Selected excerpt.
Joining Ginny today…
At present I am still working on the slowest going pair of mittens – of which you see mitten number one. Which means, I still have mitten number two to go. Sigh. More on that another day. Maybe.
As for reading, I don’t know if any of you are familiar of the Five in a Row series of homeschool/educational books by Jane Claire Lambert, but basically it works on the premise that if you read the same story for at least five days in a row, the book “will become very special to the child” (and parent, I might add) and by discussing various aspects of the story (illustrations, theme, characters etc.,) they will learn valuable critical thinking skills as well.
I used the first volume of the series with my son Sam when he was 3 and now I am revisiting it with my youngest, Tim, now 4. However, from time to time, as I’ve gained more confidence in the concept and myself, I’ve branched away from Lambert’s suggested reading list (though the books are all truly marvellous) and applied the same approach when I come across a book not on the list I feel I MUST share with my littlest.

Available data.
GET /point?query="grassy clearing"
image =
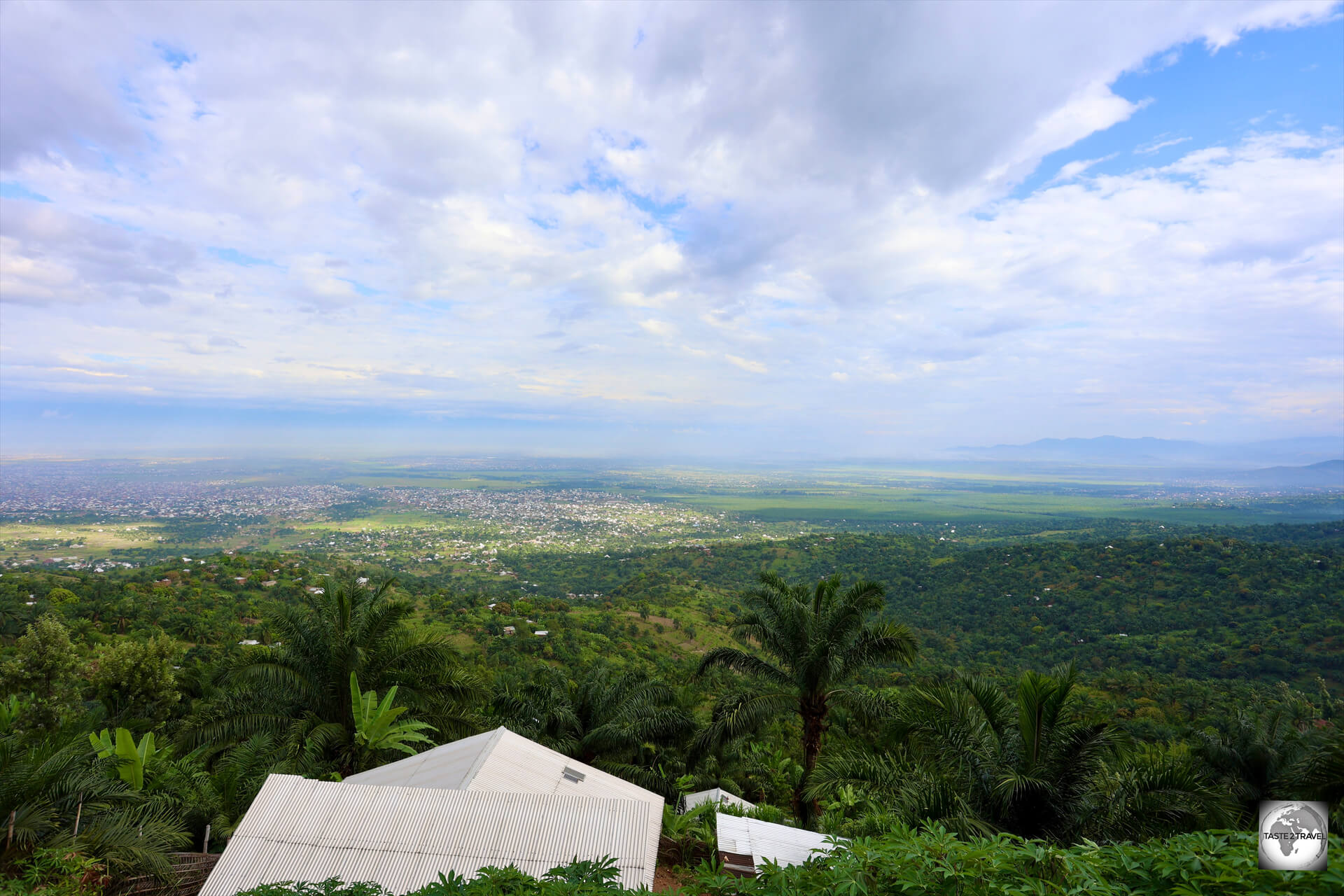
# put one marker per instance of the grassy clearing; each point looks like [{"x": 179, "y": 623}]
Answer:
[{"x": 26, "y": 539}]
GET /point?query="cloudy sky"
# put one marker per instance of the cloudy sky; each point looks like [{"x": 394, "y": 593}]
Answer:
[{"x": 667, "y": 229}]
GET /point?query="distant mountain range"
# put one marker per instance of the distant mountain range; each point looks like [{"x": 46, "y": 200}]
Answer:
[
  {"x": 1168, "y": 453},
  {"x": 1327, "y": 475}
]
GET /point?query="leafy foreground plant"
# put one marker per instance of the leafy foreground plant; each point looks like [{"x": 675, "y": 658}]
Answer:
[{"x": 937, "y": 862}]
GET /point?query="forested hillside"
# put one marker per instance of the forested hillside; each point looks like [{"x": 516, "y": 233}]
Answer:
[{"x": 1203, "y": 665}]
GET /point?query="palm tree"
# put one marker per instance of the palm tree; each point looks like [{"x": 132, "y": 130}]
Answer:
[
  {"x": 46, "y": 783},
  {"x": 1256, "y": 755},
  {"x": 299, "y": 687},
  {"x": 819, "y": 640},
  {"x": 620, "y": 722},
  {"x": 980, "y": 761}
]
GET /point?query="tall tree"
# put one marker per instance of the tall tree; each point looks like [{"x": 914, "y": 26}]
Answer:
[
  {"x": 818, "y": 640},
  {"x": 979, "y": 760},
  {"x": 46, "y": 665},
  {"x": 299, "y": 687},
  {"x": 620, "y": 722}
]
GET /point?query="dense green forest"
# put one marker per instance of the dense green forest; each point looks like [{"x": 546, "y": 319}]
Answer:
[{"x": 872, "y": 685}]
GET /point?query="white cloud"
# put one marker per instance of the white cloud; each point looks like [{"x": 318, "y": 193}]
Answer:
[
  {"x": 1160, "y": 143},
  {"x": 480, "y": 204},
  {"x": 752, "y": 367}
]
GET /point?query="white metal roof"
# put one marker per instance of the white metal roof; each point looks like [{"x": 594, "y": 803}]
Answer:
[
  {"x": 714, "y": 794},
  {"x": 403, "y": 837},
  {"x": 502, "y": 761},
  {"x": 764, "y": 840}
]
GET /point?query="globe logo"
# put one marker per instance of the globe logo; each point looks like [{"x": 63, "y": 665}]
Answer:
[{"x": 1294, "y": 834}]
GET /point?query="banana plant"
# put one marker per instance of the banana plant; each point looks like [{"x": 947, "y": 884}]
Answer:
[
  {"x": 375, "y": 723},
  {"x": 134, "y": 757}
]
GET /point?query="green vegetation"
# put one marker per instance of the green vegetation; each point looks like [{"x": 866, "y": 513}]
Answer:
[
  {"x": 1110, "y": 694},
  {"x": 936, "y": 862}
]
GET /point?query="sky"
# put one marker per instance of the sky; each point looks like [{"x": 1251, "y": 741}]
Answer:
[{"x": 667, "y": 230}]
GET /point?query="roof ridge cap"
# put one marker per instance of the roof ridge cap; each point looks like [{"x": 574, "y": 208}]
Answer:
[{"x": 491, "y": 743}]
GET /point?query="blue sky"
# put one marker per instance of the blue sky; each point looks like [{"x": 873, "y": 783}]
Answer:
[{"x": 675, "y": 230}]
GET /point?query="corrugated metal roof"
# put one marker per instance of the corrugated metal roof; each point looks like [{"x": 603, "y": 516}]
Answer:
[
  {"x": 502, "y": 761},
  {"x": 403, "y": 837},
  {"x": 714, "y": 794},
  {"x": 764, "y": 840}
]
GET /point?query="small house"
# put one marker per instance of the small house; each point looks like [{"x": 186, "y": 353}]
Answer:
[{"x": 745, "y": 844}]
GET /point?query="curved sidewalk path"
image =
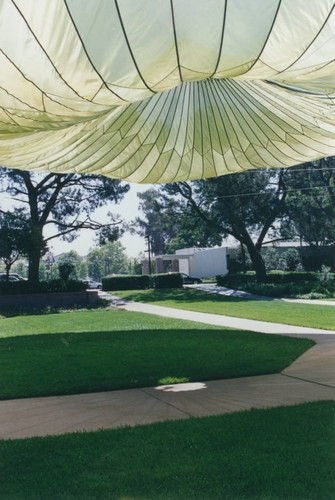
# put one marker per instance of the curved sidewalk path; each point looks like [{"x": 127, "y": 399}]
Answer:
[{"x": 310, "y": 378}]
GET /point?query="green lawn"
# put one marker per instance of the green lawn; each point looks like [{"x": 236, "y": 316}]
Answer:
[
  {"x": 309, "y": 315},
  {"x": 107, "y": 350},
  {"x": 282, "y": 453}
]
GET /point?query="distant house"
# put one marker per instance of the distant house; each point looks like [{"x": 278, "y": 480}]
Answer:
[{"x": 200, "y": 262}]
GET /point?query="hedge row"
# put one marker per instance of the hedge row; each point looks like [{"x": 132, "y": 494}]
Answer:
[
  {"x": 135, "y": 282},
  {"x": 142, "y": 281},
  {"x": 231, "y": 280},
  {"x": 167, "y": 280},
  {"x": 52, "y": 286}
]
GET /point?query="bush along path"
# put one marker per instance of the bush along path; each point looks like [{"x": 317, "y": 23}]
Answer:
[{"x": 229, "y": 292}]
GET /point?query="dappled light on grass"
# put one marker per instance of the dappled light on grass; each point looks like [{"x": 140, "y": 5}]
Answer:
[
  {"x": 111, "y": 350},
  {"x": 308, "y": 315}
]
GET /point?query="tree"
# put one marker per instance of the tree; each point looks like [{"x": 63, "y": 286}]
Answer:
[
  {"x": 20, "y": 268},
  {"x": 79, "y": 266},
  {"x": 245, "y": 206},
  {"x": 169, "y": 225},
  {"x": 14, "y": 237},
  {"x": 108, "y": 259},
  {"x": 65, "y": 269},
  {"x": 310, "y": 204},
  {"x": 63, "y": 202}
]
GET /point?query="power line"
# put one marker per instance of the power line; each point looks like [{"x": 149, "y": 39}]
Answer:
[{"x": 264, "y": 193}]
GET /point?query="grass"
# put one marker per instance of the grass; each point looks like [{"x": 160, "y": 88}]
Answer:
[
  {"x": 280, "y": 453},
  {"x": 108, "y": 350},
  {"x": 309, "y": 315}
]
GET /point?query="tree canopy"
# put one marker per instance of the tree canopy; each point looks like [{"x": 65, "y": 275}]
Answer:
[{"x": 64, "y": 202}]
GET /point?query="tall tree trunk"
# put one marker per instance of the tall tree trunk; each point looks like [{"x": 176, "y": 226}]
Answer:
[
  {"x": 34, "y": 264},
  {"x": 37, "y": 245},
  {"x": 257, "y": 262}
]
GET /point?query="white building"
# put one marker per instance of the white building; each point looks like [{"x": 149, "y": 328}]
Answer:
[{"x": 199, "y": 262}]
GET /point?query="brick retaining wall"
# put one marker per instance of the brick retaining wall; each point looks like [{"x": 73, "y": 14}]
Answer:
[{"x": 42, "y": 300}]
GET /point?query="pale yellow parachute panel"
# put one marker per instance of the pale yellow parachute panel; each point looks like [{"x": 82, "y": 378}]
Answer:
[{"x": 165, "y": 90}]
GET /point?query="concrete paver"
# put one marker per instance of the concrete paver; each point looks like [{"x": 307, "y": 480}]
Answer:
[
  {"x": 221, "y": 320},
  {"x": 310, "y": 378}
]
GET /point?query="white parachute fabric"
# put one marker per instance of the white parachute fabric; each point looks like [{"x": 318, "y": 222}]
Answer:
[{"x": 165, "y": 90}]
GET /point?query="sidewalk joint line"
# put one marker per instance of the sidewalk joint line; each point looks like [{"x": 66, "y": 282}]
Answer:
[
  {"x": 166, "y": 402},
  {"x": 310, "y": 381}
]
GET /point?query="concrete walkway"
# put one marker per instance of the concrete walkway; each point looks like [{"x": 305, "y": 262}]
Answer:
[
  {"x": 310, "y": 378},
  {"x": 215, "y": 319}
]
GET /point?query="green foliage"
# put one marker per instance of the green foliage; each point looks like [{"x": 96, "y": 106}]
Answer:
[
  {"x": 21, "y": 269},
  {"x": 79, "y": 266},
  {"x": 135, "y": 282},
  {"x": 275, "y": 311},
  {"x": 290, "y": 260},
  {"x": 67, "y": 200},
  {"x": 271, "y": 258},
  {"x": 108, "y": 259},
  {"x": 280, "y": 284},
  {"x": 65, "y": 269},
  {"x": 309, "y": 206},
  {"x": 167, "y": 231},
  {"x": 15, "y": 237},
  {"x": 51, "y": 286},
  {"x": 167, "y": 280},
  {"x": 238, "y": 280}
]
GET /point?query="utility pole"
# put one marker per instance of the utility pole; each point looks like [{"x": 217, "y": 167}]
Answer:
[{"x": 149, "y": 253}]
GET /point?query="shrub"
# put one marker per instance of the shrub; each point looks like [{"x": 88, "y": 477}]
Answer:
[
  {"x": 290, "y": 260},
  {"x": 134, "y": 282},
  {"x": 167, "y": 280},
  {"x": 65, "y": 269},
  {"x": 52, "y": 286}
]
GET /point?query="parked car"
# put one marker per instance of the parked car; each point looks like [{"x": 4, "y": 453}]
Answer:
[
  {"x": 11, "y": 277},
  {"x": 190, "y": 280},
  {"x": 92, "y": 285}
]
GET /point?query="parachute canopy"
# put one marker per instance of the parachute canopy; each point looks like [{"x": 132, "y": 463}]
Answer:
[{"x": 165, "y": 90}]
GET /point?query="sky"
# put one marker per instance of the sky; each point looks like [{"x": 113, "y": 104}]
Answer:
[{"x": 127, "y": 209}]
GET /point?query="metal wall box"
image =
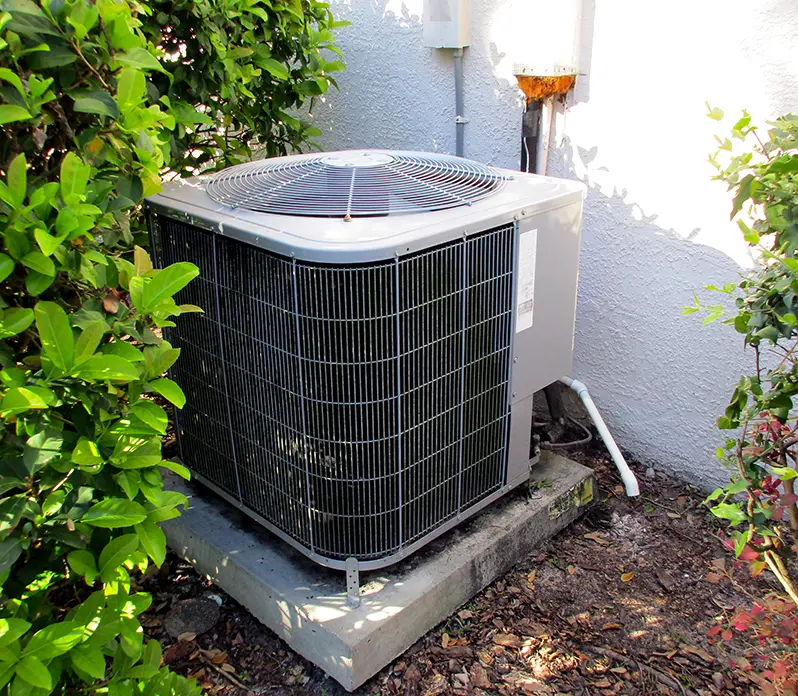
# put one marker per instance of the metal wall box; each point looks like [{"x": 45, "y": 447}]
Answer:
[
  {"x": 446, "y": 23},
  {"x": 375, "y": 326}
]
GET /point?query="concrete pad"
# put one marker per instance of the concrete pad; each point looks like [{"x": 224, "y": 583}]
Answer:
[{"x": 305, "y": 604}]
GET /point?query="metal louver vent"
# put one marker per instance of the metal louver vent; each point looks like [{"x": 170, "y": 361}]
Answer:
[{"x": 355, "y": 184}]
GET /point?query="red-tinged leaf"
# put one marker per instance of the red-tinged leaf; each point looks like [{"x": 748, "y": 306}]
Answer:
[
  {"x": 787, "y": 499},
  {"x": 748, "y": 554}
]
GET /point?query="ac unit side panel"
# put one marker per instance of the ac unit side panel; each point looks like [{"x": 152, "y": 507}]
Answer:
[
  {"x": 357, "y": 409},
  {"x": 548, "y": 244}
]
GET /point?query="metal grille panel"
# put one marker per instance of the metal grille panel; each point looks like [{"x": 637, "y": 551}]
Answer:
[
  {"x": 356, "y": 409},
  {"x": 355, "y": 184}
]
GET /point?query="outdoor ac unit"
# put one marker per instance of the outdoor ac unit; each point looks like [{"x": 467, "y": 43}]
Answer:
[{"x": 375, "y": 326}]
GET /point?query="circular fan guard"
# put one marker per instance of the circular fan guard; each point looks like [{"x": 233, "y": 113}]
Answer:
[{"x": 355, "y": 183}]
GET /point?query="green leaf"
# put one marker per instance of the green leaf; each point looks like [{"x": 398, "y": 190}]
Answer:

Tasks to carry out.
1. Reproduce the blog post word for word, starting at "As for reading, I" and stopping after "skills as well.".
2. Pick out and copy every line of the listing that contains the string "house". Matches must have the same capitalization.

Answers given.
1.
As for reading, I don’t know if any of you are familiar of the Five in a Row series of homeschool/educational books by Jane Claire Lambert, but basically it works on the premise that if you read the same story for at least five days in a row, the book “will become very special to the child” (and parent, I might add) and by discussing various aspects of the story (illustrations, theme, characters etc.,) they will learn valuable critical thinking skills as well.

2.
GET /point?query="small house"
# put one marker per instance of the small house; each point looks like [{"x": 186, "y": 353}]
GET /point?query="distant house"
# put one marker per instance of the distant house; each point looks like [{"x": 278, "y": 480}]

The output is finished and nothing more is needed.